- _THE TASK_
Reproduce the stretch of the Brown transfer student's post from "There’s something about" through "small in comparison." word for word.

- _SOURCE EXTRACT_
◇ ◇ ◇ ◇

Hello! My name’s Dolan, and I’m in my second semester at Brown, having transferred in as a sophomore last fall. I’m happy to offer insights gathered from my time here in Second Time Around, in the form of stories of varying degrees of coherence. So, if you please, read ahead!
There’s something about exiting the Rock on a winter night. The breeze brushes against your face. Then it vanishes, leaving nothing but a sting that lingers on the lips like a one-night-stand that generates a lifetime of “what ifs?” University Hall peeks out over a thicket of trees; on the pavement, its spotlights cast skeleton fingers from their naked branches. But the mood that the shadows create is more Disney than Romero: their movements add a certain liveliness to an otherwise quiet landscape. It occurs to you that some of the buildings that surround you predate the country, and suddenly the econ midterm that you’d been stressing about seems small in comparison.

◇ ◇ ◇ ◇

- _DATA TO EXAMINE_
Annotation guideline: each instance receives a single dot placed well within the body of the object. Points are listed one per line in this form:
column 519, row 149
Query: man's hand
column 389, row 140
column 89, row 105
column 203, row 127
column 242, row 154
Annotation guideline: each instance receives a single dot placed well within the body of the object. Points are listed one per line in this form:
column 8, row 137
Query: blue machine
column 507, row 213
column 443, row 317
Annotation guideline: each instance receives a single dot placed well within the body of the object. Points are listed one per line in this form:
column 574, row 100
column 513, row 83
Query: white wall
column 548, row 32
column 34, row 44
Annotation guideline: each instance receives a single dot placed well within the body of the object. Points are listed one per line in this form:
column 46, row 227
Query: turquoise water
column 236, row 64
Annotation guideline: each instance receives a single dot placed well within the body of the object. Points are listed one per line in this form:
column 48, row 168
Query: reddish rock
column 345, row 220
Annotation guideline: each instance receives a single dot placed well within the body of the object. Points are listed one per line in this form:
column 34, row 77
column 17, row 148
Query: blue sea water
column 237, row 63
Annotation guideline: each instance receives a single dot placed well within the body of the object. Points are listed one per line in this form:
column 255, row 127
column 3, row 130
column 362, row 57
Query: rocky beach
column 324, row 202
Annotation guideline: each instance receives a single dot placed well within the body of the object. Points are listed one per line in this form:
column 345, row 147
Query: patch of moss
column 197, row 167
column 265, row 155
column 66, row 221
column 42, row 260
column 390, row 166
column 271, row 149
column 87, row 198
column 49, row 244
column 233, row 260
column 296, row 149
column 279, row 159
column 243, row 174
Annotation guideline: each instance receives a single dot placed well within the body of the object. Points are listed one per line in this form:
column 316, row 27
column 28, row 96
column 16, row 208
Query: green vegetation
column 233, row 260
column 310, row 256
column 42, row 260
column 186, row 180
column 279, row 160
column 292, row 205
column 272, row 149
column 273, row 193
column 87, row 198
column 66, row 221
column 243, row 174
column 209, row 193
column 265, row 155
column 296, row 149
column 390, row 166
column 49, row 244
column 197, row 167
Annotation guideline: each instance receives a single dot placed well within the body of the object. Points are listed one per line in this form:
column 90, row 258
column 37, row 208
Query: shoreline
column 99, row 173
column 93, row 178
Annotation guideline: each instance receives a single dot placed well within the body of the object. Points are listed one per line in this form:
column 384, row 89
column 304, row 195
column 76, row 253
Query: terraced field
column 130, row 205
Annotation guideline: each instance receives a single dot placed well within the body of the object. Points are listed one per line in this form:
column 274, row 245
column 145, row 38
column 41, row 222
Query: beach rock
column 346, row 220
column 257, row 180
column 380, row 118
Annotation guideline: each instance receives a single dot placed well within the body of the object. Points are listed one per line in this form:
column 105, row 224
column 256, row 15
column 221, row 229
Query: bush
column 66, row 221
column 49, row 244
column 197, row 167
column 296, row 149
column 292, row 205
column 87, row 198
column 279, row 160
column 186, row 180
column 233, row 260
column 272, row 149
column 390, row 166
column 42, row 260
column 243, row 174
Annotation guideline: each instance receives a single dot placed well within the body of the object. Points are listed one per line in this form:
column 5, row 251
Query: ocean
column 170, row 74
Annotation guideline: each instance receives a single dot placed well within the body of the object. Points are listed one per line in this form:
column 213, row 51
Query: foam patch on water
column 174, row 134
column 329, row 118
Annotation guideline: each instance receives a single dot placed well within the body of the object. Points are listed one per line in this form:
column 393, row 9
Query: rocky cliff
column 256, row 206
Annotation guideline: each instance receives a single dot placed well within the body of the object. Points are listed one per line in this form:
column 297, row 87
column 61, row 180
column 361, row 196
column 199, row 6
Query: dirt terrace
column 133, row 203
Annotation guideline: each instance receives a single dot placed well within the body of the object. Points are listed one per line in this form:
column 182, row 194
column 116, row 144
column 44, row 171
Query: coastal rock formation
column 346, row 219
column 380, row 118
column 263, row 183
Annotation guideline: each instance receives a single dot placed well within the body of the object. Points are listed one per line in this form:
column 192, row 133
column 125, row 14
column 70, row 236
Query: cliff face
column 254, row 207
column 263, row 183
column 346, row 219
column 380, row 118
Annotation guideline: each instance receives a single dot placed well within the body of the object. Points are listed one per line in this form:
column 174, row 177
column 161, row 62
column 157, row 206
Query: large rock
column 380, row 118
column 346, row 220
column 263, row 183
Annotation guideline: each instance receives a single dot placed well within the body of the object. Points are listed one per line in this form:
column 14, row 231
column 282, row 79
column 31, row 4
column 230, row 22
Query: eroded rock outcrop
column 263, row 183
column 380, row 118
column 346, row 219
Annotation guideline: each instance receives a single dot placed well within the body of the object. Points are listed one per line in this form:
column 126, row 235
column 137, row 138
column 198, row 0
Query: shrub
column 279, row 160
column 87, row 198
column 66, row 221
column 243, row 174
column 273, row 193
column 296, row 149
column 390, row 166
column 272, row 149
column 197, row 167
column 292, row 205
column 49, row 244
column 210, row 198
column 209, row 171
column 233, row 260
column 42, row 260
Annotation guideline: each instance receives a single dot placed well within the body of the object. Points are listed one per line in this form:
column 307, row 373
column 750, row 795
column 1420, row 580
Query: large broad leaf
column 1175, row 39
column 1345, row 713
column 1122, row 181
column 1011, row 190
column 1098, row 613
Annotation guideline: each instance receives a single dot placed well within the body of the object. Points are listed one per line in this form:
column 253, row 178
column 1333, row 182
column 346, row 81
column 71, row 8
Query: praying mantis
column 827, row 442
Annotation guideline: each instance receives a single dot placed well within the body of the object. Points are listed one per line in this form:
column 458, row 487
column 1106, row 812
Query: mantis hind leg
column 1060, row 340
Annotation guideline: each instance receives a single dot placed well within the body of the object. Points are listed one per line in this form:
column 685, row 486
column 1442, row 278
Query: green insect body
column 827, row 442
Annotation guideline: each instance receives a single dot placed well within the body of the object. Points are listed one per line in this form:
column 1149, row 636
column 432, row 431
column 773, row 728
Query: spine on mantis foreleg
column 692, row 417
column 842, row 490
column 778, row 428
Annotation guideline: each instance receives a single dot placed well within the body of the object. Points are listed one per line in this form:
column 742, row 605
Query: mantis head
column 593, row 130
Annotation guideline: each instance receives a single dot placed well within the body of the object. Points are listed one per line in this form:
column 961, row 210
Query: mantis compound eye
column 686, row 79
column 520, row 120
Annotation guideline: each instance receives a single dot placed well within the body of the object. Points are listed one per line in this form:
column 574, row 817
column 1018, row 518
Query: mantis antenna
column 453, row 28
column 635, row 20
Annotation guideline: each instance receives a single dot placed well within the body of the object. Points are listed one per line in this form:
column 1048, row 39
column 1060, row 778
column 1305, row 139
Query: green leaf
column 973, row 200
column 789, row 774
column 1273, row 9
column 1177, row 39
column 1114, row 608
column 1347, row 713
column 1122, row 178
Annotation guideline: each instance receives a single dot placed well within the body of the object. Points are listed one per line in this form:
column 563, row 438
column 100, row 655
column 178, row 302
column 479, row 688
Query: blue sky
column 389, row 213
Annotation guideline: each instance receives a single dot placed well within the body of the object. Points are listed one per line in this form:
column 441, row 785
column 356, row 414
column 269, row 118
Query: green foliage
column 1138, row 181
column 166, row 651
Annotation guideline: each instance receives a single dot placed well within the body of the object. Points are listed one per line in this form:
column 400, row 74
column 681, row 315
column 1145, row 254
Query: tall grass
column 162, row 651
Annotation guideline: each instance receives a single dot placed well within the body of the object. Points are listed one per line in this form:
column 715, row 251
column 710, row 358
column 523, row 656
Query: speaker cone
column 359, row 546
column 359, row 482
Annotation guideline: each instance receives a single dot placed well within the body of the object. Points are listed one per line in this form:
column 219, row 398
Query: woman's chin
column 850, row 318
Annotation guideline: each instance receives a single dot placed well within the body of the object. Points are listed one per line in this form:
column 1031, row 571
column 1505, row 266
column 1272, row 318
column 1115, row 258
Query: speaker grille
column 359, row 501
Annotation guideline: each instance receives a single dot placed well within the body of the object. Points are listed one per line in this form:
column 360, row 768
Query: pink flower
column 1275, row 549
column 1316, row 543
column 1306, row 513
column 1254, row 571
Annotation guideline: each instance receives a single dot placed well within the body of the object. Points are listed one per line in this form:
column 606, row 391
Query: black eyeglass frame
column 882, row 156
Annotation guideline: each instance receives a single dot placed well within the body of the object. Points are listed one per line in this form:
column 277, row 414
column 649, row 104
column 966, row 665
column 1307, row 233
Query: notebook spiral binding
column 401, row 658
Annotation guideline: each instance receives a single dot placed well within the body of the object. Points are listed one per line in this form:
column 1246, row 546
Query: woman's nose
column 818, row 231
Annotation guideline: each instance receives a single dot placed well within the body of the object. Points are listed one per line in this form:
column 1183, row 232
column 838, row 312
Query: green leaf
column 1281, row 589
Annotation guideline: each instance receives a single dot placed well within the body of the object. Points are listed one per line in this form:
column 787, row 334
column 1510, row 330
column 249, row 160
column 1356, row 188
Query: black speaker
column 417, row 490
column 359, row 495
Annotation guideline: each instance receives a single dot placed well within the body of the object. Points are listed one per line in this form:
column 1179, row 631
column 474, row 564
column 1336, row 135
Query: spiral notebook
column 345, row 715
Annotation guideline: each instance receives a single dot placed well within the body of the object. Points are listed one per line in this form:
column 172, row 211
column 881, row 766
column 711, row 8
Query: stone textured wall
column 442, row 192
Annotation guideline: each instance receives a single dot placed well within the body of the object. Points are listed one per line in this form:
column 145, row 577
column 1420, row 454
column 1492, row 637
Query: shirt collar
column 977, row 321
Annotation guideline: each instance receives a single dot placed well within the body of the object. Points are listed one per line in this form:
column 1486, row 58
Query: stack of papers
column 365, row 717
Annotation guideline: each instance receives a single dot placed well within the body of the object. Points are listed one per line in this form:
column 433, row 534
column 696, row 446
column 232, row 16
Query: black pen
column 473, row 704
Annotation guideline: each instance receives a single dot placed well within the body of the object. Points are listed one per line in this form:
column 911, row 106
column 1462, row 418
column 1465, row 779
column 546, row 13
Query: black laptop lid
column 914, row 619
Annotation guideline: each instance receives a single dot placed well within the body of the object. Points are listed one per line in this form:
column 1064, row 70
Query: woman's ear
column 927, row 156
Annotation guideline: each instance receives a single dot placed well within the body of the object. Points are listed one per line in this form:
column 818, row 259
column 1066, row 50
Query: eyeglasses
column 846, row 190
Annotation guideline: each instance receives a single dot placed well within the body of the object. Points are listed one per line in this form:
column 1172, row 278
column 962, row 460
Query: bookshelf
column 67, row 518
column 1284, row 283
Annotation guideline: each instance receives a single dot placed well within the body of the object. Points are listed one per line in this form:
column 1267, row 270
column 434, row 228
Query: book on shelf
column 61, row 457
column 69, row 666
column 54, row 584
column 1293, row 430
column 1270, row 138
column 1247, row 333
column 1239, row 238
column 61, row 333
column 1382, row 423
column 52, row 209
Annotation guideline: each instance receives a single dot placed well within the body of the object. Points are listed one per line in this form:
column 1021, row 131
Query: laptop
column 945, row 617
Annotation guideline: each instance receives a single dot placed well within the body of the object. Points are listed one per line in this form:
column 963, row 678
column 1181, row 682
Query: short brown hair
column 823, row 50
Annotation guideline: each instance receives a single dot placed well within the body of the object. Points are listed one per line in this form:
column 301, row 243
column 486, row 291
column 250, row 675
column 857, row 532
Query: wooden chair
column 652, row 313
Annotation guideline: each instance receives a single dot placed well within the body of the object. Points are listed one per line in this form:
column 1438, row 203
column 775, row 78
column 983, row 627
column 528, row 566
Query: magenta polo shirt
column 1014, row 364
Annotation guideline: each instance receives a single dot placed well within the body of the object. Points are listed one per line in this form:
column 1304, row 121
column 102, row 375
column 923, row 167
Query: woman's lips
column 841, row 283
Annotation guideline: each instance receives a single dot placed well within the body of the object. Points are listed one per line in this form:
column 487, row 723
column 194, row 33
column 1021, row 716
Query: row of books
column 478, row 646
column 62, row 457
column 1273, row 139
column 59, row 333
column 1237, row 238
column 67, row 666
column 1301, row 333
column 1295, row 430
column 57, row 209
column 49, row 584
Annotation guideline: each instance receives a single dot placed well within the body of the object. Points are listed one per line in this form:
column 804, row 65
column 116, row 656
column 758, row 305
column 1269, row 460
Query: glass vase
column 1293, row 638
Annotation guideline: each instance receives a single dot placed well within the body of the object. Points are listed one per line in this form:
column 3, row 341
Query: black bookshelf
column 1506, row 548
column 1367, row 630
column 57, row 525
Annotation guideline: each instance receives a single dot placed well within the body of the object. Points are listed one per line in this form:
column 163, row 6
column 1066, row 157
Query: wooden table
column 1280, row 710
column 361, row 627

◇ ◇ ◇ ◇

- _RESPONSE FOR THIS EXERCISE_
There’s something about exiting the Rock on a winter night. The breeze brushes against your face. Then it vanishes, leaving nothing but a sting that lingers on the lips like a one-night-stand that generates a lifetime of “what ifs?” University Hall peeks out over a thicket of trees; on the pavement, its spotlights cast skeleton fingers from their naked branches. But the mood that the shadows create is more Disney than Romero: their movements add a certain liveliness to an otherwise quiet landscape. It occurs to you that some of the buildings that surround you predate the country, and suddenly the econ midterm that you’d been stressing about seems small in comparison.